#### EXERCISE AIM
Please write out exactly the lines that begin at the line containing "Task: locate the grey" and run to the end of the records.

---------- DATA SHOWN ----------

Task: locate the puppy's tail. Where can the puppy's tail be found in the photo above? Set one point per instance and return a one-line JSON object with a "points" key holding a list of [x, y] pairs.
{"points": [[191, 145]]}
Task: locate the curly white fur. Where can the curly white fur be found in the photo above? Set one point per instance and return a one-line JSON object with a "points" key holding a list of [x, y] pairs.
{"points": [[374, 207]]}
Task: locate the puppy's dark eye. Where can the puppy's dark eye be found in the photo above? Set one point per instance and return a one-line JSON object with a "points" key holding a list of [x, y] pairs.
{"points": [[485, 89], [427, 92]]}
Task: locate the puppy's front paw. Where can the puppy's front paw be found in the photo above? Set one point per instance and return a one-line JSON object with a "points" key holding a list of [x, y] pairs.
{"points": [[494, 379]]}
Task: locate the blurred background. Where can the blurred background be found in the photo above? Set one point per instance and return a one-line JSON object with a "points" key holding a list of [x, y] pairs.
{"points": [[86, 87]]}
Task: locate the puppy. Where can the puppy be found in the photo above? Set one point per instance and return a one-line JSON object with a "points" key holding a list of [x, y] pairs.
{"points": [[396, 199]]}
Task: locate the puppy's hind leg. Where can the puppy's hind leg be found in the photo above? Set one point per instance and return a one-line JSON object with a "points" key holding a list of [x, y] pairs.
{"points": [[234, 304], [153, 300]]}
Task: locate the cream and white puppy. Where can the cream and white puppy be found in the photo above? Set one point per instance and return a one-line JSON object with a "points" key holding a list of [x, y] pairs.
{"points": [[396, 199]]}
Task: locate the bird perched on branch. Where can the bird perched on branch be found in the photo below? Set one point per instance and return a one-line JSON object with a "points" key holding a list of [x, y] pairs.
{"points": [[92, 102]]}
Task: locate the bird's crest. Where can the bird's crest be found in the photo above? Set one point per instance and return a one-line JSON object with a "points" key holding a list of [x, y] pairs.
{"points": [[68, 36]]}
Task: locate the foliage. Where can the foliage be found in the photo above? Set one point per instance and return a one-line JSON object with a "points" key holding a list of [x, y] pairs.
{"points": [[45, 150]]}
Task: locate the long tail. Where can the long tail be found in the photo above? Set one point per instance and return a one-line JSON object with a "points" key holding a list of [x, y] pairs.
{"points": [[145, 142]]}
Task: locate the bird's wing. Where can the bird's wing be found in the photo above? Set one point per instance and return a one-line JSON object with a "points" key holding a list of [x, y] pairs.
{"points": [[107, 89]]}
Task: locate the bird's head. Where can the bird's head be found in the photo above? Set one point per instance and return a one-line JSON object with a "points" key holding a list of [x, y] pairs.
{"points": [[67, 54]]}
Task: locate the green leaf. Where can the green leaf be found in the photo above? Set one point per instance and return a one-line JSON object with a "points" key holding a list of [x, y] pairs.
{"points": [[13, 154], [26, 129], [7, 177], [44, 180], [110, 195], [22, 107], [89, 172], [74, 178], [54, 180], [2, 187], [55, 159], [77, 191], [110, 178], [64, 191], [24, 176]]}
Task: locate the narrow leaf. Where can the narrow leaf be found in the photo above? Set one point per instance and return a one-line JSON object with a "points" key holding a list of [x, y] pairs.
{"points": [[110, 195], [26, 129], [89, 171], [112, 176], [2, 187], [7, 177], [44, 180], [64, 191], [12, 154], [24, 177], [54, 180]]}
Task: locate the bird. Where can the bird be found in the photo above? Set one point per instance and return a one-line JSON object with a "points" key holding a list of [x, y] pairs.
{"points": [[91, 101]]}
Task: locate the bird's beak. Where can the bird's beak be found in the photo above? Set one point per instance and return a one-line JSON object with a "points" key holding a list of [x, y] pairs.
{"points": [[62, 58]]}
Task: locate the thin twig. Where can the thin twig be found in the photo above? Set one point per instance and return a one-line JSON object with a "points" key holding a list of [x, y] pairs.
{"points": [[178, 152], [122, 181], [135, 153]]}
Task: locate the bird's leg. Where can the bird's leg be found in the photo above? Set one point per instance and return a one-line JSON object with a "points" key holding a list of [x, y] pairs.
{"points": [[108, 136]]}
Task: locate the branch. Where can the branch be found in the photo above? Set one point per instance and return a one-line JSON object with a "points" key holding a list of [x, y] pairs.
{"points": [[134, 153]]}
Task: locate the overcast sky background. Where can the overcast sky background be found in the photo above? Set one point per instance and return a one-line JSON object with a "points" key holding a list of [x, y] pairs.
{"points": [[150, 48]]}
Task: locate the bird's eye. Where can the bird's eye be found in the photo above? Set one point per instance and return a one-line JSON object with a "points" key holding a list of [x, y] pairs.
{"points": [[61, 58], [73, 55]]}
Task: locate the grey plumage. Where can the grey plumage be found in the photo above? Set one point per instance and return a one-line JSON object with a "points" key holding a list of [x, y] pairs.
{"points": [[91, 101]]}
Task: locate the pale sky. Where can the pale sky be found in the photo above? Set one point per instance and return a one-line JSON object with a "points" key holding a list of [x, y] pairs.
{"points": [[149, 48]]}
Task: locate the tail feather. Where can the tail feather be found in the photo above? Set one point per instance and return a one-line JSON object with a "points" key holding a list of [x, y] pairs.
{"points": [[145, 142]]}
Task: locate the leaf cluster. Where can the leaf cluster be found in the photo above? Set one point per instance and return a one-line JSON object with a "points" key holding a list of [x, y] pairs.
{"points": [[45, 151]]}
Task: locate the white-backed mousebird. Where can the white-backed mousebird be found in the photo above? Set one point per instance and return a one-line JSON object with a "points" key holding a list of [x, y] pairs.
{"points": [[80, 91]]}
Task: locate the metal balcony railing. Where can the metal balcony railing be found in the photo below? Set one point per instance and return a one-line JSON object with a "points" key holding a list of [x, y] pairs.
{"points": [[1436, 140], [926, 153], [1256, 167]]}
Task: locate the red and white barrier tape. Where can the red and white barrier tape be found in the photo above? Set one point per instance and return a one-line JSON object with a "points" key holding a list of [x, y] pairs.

----------

#### SOLVED EXERCISE
Task: locate the grey plumage. Where can the grey plumage be found in the photo above? Set one point per instance and return a one-line JSON object with a "points" key holding a list of [x, y] pairs.
{"points": [[91, 101]]}
Task: locate the pale sky. Where can the pale sky be found in the photo above? Set one point per instance and return a one-line JSON object with a "points" key holding a list of [x, y] pairs.
{"points": [[149, 48]]}
Task: locate the tail feather. Where can the tail feather be found in the photo above? Set one point per instance and return a one-line JSON object with a "points" key holding a list of [x, y] pairs.
{"points": [[145, 142]]}
Task: locate the leaf cluster. Where can the leaf cluster be found in the photo above? Set one point per instance and return a one-line JSON object with a "points" key holding a list of [x, y] pairs.
{"points": [[45, 151]]}
Task: locate the white-backed mousebird. Where can the white-backed mousebird be found in the photo above? Set one point per instance and return a one-line JSON object with a "points" key holding a list of [x, y] pairs.
{"points": [[80, 91]]}
Task: locate the metal balcony railing. Where can the metal balcony railing be found in the photo below? Set one point per instance and return a one-line JSON object with a "points" key holding a list of [x, y] pairs.
{"points": [[1436, 140], [926, 153], [1256, 167]]}
Task: locate the red and white barrier tape. Where can the red and white barrier tape be found in the photo above? Set one point per instance and return a one-line JSON object with a "points" key holding a list of [x, y] pairs.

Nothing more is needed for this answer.